# [TASK DESCRIPTION]
Could you copy out the listing below line for line, changing nothing?

# [SUPPLIED MATERIAL]

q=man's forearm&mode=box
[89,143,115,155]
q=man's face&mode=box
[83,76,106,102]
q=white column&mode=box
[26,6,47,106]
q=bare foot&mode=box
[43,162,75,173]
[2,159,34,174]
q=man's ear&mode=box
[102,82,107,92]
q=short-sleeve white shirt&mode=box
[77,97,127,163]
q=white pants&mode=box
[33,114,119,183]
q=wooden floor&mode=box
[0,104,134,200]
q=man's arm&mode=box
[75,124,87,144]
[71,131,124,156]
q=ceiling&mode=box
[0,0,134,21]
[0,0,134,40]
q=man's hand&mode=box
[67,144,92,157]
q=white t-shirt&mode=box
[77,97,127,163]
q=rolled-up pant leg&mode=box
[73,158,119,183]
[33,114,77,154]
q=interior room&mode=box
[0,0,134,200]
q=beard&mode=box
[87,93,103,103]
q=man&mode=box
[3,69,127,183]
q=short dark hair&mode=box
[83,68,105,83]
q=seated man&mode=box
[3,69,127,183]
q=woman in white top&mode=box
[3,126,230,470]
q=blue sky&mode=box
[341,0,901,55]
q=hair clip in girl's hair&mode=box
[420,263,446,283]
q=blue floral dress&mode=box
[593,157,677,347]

# [FULL ANSWER]
q=man's forearm&mode=box
[89,143,115,155]
q=man's face&mode=box
[83,76,106,102]
q=white column&mode=box
[26,6,47,106]
q=bare foot&mode=box
[43,162,75,173]
[2,159,34,174]
q=man's ear&mode=box
[102,82,107,92]
q=short-sleeve white shirt&mode=box
[77,97,127,163]
q=white pants&mode=box
[33,114,119,183]
q=wooden floor&mode=box
[0,104,134,200]
q=man's arm&mode=box
[75,124,87,144]
[71,131,124,156]
q=ceiling&mode=box
[0,0,134,21]
[0,0,134,40]
q=man's hand&mode=box
[67,144,92,157]
q=white t-shirt&mode=box
[77,97,127,163]
q=rolled-up pant leg&mode=box
[73,158,119,183]
[33,114,77,154]
q=interior room&mode=box
[0,0,134,200]
q=beard&mode=box
[87,93,103,103]
q=man&mode=box
[3,69,127,183]
q=short dark hair&mode=box
[83,68,105,83]
q=seated man&mode=box
[3,69,127,183]
q=woman in white top&mode=box
[3,126,230,470]
q=blue sky&mode=box
[341,0,901,55]
q=hair clip in girl's hair&mode=box
[420,263,446,283]
q=blue floral dress&mode=box
[593,157,677,347]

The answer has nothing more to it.